--- GIVEN INSTRUCTION ---
Edit everything from the start of the entries down to and including the line containing "[(459, 63)]", changing "apartment building" to "office building" and leaving the rest as it stands.

--- RECORDED INFORMATION ---
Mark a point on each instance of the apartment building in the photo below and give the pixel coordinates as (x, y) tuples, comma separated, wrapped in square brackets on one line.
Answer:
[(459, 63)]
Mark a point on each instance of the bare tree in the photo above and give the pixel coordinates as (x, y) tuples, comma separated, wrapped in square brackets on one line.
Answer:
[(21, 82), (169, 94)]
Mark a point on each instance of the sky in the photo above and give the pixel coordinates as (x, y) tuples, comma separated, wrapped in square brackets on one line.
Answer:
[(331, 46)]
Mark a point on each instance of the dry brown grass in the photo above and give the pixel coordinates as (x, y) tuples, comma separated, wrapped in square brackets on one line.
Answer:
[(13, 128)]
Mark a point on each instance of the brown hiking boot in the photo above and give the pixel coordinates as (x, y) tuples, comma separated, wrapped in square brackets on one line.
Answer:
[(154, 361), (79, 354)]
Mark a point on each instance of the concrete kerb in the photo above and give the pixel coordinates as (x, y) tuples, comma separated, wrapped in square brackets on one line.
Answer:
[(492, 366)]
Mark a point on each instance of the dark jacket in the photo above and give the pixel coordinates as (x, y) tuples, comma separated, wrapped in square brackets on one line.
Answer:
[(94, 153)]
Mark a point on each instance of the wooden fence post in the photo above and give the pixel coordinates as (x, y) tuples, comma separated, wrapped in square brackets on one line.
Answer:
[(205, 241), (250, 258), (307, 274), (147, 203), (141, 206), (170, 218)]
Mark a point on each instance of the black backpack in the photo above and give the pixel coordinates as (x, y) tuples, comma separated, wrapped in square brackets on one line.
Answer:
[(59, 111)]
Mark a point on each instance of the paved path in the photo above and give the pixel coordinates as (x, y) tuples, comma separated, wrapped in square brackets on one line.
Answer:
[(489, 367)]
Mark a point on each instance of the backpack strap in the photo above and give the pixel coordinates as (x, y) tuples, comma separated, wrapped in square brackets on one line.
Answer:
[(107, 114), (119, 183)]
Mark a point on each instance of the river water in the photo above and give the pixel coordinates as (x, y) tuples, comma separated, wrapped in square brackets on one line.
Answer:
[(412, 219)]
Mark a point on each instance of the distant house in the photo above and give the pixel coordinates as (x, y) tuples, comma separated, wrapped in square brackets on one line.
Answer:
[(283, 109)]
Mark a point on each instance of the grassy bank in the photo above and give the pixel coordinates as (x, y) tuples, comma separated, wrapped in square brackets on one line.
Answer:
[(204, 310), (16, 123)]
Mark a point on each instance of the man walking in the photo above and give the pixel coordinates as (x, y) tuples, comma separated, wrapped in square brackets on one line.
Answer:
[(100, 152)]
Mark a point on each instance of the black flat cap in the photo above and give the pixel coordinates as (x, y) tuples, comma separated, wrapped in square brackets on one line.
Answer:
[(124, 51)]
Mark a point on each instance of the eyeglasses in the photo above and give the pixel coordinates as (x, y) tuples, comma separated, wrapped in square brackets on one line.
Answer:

--- COMPLETE OUTPUT ---
Mark a point on each instance of the office building in the photo below and give the pixel coordinates as (x, y) tuples, comma separated, wrapped in square brackets on one line.
Answer:
[(459, 63)]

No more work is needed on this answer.